» **What the task asks**: From the first line to the last, restate the data exactly, leaving out the images.
──────── Materials provided
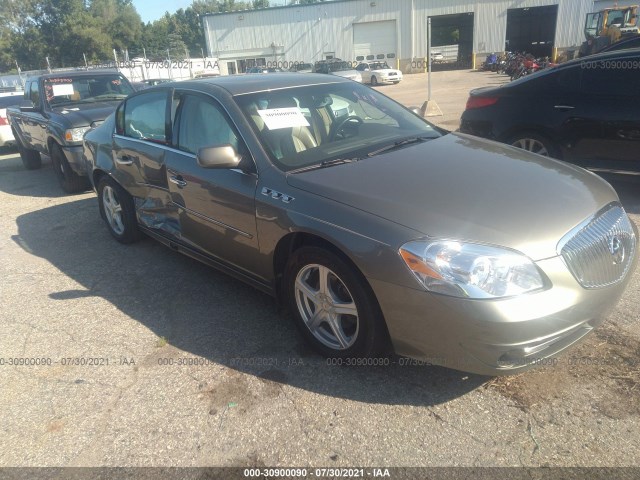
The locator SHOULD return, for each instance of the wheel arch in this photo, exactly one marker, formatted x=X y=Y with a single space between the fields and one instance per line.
x=535 y=130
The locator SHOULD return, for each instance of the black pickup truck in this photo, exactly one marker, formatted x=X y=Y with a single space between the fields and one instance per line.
x=64 y=106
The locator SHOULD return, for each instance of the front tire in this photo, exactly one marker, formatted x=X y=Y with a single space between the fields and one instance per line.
x=332 y=306
x=69 y=180
x=30 y=158
x=118 y=211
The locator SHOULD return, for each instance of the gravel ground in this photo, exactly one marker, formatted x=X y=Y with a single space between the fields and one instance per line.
x=157 y=360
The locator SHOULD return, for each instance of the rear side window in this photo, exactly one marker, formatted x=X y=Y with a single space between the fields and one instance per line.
x=33 y=94
x=202 y=123
x=145 y=117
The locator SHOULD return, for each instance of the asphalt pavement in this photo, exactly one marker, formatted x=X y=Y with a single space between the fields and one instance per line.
x=139 y=356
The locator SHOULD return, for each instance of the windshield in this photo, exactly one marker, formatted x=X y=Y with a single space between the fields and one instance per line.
x=65 y=91
x=305 y=126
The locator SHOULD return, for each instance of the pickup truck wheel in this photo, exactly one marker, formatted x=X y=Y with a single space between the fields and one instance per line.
x=69 y=180
x=331 y=305
x=118 y=211
x=30 y=158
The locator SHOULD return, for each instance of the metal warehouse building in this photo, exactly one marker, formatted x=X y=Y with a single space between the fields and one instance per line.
x=395 y=30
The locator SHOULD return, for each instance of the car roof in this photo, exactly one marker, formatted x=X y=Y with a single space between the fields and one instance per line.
x=80 y=73
x=629 y=52
x=598 y=57
x=244 y=84
x=13 y=100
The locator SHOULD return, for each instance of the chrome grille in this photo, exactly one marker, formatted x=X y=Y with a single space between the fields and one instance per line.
x=601 y=252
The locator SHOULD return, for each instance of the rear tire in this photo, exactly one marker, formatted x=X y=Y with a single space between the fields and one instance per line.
x=535 y=143
x=118 y=211
x=69 y=180
x=332 y=306
x=30 y=158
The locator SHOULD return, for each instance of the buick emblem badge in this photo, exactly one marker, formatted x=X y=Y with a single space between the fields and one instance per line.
x=616 y=249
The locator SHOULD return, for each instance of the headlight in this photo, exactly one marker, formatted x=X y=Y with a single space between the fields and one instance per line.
x=75 y=134
x=470 y=270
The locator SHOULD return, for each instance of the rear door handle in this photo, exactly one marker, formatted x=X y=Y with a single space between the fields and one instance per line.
x=125 y=159
x=178 y=180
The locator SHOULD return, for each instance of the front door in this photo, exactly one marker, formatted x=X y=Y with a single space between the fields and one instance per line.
x=612 y=89
x=216 y=206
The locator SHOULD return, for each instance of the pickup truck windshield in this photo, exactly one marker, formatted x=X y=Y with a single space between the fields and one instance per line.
x=69 y=90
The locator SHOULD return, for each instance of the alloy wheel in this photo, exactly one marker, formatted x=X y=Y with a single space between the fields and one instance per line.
x=531 y=145
x=327 y=307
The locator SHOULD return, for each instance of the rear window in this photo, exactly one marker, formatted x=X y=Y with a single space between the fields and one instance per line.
x=66 y=90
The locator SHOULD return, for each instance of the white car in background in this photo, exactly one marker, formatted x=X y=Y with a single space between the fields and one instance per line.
x=338 y=67
x=378 y=72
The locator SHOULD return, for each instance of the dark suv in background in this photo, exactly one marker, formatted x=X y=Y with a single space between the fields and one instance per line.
x=586 y=112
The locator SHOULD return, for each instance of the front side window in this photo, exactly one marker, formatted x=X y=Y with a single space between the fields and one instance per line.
x=145 y=117
x=202 y=123
x=301 y=127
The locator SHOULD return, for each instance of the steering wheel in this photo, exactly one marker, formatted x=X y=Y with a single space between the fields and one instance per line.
x=340 y=123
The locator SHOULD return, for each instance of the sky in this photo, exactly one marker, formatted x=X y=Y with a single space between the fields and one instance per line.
x=151 y=10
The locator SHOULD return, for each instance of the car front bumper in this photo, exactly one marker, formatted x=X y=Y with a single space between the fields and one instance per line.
x=75 y=157
x=495 y=337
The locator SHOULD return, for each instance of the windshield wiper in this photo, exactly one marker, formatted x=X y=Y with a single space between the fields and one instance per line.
x=398 y=144
x=324 y=164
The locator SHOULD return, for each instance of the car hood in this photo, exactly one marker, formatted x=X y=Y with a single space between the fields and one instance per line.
x=79 y=115
x=466 y=188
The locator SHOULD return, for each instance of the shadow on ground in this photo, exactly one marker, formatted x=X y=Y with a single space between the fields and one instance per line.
────────────────
» **Task result**:
The locator SHOULD return, for each instance of the wheel arch in this photo, exactly one marker, formatted x=X y=Y with a single space between the fields and one instance per line.
x=535 y=130
The locator SHOULD return, for each instance of the black pickup truck in this photo, exactly one marker, formatted x=X y=Y with a single space between the fields and one instance per line.
x=64 y=106
The locator SHOULD return, for each instance of the front tire in this photo, exactly one marker, formatted x=X y=Y with a single space between the fields and one instance per line.
x=332 y=306
x=69 y=180
x=30 y=158
x=118 y=211
The locator SHOULD return, for each instance of the gravel ground in this photo, exactly one marker, formatted x=X y=Y with a single space between the fields and one instance per line.
x=157 y=360
The locator SHOULD return, for each instance of the rear side window in this photo, exactly one marker, formatted x=X y=Y with a single space between the fields and one instance per line.
x=33 y=94
x=202 y=123
x=145 y=117
The locator SHOULD return, for each instance of the asphalt pavement in this photo, exactly one marker, formatted x=X y=Y with a single space between the fields and one instance per line.
x=139 y=356
The locator SHOULD return, for each instance of the windshield in this photo, exactly one marker, formatted x=X y=Y with a single space between the fields and one instance per line.
x=65 y=91
x=305 y=126
The locator SHOULD return, for each instance of the pickup truck wheel in this photo, exactly one marker, formatted x=X y=Y with a single space between the fields and one instance per line.
x=69 y=180
x=331 y=305
x=118 y=211
x=30 y=158
The locator SHOULD return, for each instance of the metal warehouse building in this photo, exactly one marker, formatted x=X y=Y with a single space between the fields and one instance per line.
x=395 y=30
The locator SHOULD return, for each instance of the car roof in this photo, exactly one marker, formatted x=X y=Y with a single space between the fields and one instance per line.
x=80 y=73
x=629 y=52
x=598 y=57
x=244 y=84
x=13 y=100
The locator SHOULD return, for each instance of the chrome grille in this photo, exactly one marker, formatted x=X y=Y with a single space between the fields and one instance per line.
x=601 y=252
The locator SHOULD return, for each instance of the rear tire in this photo, exactly one marker, formatted x=X y=Y with a single space between the fields and one instance per line.
x=535 y=143
x=118 y=211
x=69 y=180
x=332 y=306
x=30 y=158
The locator SHOULD return, for each instance of the buick emblem badge in this photo, exactly one marker, formatted x=X y=Y with a single space between the fields and one instance per line.
x=616 y=249
The locator SHOULD return, for each instance of the headlight in this photo, exactly one marker, formatted x=X y=Y with a single space between the fields and one instance per line.
x=75 y=134
x=470 y=270
The locator SHOULD return, for each instance of the rear door handle in this photo, exactly one marker, formatted x=X y=Y with a single space between the fields and one instance per line.
x=125 y=159
x=178 y=180
The locator SHOULD return, for each instance of the front door in this photo, exactly one marker, formatted x=X y=Y with a single space between the fields and one instance per line.
x=612 y=89
x=216 y=206
The locator SHOULD return, for each instance of the pickup truck windshield in this photo, exactly one marker, formatted x=X y=Y with a single space between the fields and one instance per line.
x=69 y=90
The locator SHOULD return, for each instance of the alloy wheel in this photo, exactly one marker, formatted x=X y=Y with a single space between the fields and one instance per line.
x=531 y=145
x=327 y=307
The locator SHOULD return, for each instance of the rear window in this photo, exactly one marker, formatted x=X y=Y with a single space between the fields and one instance per line.
x=66 y=90
The locator SHOULD return, for each instance of the white car in background in this photo, exactly one marker, formatted x=X y=Y with a single space between the fields and one instance per line.
x=338 y=67
x=378 y=72
The locator SHOULD return, for each instance of the dark suv in background in this photo, exactly one marker, formatted x=X y=Y with a single space between the fields and one instance per line.
x=586 y=112
The locator SHOULD return, for each instance of the front side window in this photo, exactly one marker, formatted x=X y=Y with a single space between the fields and one instance per line.
x=145 y=117
x=202 y=123
x=301 y=127
The locator SHOULD return, for each instance of the steering wheel in this photo, exactly one marker, formatted x=X y=Y with a single space between the fields and one instance per line.
x=340 y=123
The locator SHOULD return, for each instance of the sky in this photo, exactly one marker, formatted x=X y=Y with a single space between the fields and one instance per line.
x=151 y=10
The locator SHOULD return, for each instance of the car front bumper in this photo, exactly one marker, formatted x=X y=Y with a single space between the fields and one instance per line.
x=75 y=157
x=495 y=337
The locator SHOULD return, for each instance of the windshield wiper in this photo, exactly one marker, formatted x=X y=Y with a single space between the fields and one instance per line.
x=398 y=144
x=324 y=164
The locator SHOULD return, for each instance of the car hood in this photo, exactly one marker, formatted x=X y=Y with a single space between the fields and one instance per line.
x=79 y=115
x=466 y=188
The locator SHOULD return, for each instance of the shadow on ground in this photo, exactly one marker, formatted x=X y=Y with a single space between the fields and one instance per line.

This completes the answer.